§ Written task A:
Rewrite the stretch of entries from the start through the line that contains "point(420, 197)", replacing "bare leg" with "lower leg" and leaving everything else unchanged.

Hi again,

On Tue, 2007-11-06 at 21:10 +0000, Thiemo Seufer wrote:
> Christian Holm Christensen wrote:
> > Hi Thiemo,
> > 
> > On Tue, 2007-11-06 at 18:56 +0000, Thiemo Seufer wrote:
> > > Christian Holm Christensen wrote:
> > > > Hi Thiemo,
> > > > 
> > > > On Mon, 2007-11-05 at 00:48 +0000, Debian Bug Tracking System wrote:
...
> > > I notice that the regex in configure excludes now mipsel. 
> > 
> > I did that because I wasn't sure if it would work on mipsel straight out
> > of the box, since the endianess is important for I/O among other
> > things. 
> 
> The places where endianness is visible would need some care, true.
> The compiler provides built-in macros for that purpose:
> 
> __MIPSEL__ for little endian
> __MIPSEB__ for big endian

> I presume you already use a macro to select endianness, selecting it
> via the compiler builtins should be straightforward.

Currently, there's the following code in ROOT to deal with Linux on
mips: 

        #if defined(linux) && defined(__mips)
        #   define R__LINUX
        #   define R__UNIX
        #   define NEED_SIGJMP
        #   if defined(__mips64) || defined(_ABI64)

§ Records for processing:
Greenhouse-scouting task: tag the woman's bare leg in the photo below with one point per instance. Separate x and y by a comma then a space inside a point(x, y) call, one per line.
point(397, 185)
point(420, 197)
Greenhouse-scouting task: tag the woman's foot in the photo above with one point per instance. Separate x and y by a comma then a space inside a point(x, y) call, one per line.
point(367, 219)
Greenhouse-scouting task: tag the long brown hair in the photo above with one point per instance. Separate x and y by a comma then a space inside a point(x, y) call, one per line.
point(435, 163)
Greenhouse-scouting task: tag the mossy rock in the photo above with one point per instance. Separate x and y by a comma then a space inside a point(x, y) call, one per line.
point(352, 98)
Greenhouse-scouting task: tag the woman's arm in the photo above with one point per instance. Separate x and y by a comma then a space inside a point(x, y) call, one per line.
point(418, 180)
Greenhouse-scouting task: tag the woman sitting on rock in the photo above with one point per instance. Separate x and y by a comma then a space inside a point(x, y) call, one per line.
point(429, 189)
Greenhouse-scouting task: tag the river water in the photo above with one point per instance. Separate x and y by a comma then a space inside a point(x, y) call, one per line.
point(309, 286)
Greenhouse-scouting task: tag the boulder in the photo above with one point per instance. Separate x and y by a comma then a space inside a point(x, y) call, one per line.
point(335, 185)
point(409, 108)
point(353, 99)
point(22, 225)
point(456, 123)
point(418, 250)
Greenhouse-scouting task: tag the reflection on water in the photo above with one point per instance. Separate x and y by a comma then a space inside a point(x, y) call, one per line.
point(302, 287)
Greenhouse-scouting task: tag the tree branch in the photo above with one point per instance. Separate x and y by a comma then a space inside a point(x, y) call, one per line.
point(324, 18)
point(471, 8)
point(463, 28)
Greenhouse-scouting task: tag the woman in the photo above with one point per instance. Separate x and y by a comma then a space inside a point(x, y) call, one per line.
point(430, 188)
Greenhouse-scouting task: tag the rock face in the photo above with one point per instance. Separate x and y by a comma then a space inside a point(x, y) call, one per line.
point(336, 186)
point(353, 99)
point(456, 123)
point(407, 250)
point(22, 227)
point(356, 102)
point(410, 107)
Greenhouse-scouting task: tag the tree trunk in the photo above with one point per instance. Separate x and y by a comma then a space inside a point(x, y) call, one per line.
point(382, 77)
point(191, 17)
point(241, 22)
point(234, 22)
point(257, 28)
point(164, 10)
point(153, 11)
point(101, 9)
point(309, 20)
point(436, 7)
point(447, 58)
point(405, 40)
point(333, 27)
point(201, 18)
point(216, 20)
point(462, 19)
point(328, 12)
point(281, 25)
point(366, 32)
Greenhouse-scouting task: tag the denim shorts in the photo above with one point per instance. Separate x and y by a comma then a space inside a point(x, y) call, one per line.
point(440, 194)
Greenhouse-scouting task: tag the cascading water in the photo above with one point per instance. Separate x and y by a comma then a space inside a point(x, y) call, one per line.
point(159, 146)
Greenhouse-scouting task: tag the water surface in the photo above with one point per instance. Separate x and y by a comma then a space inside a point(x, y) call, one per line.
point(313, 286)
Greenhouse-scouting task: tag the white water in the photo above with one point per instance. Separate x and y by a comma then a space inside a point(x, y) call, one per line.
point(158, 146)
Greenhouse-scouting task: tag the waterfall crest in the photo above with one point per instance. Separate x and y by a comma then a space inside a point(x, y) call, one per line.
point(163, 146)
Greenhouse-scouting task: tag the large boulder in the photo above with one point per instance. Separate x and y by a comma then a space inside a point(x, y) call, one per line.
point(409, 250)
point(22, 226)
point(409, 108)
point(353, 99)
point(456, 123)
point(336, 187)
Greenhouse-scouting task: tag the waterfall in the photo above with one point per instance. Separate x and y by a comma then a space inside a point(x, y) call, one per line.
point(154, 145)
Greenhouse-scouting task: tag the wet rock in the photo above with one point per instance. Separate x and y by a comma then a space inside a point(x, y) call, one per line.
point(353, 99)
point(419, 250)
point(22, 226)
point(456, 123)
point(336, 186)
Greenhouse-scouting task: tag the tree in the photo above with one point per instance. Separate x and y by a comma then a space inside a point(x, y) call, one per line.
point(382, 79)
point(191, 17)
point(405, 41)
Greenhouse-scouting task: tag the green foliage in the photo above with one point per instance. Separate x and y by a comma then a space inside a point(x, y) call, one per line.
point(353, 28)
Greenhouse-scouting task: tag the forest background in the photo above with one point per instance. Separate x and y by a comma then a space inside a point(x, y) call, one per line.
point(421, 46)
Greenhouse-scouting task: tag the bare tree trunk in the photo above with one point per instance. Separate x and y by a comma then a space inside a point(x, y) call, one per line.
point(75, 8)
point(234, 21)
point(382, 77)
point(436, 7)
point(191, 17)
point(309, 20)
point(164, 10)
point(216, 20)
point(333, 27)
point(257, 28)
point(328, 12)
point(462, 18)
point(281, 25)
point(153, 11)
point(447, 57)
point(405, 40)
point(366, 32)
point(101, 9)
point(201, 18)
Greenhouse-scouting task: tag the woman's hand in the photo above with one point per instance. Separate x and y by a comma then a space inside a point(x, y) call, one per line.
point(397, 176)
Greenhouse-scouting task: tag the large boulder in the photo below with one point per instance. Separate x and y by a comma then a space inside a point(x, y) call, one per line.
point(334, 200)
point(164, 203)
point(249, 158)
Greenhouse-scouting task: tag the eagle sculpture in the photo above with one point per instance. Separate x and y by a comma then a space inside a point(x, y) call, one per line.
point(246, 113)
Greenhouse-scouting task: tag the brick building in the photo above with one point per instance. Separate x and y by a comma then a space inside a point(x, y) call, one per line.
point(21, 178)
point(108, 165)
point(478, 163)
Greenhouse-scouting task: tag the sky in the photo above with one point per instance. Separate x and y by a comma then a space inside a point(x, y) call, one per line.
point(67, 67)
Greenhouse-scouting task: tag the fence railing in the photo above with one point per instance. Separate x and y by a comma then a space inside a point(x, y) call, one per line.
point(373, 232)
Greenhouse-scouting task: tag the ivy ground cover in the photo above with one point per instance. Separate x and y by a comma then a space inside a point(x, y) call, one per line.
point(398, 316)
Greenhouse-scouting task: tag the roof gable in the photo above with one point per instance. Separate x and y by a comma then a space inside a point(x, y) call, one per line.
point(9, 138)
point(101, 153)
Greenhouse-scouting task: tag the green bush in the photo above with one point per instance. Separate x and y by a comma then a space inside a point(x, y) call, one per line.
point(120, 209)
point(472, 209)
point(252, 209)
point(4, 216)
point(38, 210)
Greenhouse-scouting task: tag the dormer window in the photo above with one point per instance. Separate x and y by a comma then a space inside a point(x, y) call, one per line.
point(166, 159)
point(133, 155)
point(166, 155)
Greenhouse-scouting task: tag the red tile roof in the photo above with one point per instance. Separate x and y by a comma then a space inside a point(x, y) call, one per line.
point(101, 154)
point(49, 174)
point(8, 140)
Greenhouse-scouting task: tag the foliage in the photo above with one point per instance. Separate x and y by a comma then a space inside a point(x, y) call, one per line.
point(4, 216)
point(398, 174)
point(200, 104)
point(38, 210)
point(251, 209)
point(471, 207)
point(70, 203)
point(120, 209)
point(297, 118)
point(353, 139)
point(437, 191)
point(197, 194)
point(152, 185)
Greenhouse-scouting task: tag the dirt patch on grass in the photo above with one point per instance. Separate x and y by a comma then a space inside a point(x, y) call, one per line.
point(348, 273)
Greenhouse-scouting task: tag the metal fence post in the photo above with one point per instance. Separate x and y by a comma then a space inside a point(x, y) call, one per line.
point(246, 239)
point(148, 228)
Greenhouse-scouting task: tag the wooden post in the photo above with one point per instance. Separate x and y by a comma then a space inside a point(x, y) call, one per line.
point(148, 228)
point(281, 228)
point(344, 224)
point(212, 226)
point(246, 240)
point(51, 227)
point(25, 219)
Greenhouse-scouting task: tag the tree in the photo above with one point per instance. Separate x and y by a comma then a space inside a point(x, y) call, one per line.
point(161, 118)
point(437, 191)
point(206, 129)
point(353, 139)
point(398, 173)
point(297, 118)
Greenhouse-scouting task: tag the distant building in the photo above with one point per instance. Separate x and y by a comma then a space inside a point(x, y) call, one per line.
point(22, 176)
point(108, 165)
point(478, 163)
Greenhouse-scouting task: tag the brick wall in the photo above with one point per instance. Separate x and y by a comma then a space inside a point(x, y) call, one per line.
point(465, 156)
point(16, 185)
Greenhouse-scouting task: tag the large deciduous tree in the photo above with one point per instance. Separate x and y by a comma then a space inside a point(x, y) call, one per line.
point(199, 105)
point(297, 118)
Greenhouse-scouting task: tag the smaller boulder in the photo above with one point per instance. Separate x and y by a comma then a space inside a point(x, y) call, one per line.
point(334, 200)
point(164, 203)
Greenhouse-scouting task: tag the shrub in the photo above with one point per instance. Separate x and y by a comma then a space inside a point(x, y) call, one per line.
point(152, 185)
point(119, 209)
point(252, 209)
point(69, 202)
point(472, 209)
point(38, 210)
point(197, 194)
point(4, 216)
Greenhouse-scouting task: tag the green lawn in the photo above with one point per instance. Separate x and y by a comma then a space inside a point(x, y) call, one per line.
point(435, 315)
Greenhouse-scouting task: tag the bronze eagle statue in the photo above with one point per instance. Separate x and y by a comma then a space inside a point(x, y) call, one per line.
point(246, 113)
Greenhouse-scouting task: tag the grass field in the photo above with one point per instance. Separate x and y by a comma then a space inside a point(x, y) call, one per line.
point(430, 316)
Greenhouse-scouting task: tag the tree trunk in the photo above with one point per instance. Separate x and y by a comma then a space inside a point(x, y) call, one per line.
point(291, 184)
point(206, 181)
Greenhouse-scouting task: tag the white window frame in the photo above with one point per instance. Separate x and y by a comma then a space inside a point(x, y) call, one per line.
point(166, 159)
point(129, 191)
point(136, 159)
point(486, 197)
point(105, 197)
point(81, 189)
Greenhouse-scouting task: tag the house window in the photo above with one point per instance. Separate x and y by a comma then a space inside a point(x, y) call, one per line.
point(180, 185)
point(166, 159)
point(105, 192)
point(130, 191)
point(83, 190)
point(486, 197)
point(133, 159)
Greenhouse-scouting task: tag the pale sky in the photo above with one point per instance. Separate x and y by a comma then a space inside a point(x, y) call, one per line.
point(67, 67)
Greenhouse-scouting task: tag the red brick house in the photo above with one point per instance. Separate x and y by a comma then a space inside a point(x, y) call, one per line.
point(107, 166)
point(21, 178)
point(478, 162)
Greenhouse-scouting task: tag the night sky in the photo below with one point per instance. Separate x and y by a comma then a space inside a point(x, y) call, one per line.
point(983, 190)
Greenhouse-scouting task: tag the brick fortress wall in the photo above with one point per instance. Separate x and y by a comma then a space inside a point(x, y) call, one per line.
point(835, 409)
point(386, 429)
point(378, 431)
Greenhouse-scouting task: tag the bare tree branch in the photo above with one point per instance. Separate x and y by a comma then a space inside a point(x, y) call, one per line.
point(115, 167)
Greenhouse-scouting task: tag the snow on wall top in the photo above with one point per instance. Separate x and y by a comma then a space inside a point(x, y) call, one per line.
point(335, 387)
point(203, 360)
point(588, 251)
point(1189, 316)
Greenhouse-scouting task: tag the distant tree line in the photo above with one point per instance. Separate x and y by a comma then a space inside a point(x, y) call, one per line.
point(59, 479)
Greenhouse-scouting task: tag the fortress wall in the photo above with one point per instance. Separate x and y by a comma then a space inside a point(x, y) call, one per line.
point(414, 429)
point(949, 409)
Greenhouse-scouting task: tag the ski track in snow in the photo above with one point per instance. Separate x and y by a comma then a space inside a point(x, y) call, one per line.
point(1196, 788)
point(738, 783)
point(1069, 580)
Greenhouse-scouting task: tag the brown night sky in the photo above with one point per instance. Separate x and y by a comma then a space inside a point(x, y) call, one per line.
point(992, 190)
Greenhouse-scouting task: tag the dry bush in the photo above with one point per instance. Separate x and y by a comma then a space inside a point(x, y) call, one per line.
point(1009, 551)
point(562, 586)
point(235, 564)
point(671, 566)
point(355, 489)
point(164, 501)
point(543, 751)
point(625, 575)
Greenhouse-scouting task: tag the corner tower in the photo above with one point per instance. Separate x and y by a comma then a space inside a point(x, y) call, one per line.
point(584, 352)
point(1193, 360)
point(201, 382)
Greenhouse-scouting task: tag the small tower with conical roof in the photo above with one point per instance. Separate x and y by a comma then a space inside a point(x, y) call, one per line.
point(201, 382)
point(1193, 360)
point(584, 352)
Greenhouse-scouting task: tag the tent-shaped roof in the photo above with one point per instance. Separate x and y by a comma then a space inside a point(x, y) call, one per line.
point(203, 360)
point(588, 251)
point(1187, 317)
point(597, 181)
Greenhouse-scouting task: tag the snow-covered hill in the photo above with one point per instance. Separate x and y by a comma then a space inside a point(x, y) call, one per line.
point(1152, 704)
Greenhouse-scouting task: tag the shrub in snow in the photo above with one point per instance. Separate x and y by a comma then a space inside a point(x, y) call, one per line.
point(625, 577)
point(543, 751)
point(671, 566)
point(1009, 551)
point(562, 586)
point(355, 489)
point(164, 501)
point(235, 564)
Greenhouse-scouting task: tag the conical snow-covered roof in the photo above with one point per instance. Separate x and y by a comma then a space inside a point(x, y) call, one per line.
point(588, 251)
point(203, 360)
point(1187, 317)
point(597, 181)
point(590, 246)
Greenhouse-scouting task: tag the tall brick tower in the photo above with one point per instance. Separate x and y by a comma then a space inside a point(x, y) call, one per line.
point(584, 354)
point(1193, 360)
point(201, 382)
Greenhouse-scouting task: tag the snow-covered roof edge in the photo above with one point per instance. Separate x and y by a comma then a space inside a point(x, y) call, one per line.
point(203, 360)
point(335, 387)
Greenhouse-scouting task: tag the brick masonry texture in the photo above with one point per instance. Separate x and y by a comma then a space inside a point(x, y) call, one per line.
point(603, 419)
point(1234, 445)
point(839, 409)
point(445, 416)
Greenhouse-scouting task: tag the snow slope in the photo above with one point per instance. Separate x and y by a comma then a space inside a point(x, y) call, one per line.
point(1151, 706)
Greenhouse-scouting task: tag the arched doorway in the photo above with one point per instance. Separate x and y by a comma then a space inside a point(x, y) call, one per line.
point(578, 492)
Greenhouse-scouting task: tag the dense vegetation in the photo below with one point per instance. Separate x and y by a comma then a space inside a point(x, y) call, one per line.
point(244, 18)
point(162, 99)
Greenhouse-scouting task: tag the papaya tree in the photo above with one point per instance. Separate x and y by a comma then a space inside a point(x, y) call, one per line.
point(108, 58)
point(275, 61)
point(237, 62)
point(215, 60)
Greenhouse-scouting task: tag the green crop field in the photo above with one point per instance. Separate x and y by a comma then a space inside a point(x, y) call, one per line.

§ Written task B:
State whether each statement agrees with the mailing-list message, answering yes or no and quoting its deciding words: (i) The regex in configure now excludes mipsel. (ii) The compiler macro __MIPSEB__ indicates little endian. (iii) The ROOT code shown defines R__LINUX when both linux and __mips are defined.

§ Exercise response A:
Greenhouse-scouting task: tag the woman's lower leg in the photo below with one point per instance. Separate x and y by a comma then a space inside a point(x, y) call, one per line.
point(397, 185)
point(420, 197)

§ Exercise response B:
(i) Yes: "I notice that the regex in configure excludes now mipsel."
(ii) No: "__MIPSEB__ for big endian"
(iii) Yes: "#if defined(linux) && defined(__mips)" followed by "#   define R__LINUX"